SOURCE DATA:
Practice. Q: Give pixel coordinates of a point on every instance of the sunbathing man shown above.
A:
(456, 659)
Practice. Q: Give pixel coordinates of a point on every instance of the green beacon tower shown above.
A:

WORK TO COMPLETE:
Retype every entry word for word.

WRITTEN RESPONSE:
Practice. Q: Give pixel coordinates of a point on every instance of the sunbathing man shown above.
A:
(456, 659)
Practice. Q: Give pixel coordinates of a point on every instance of the green beacon tower shown above.
A:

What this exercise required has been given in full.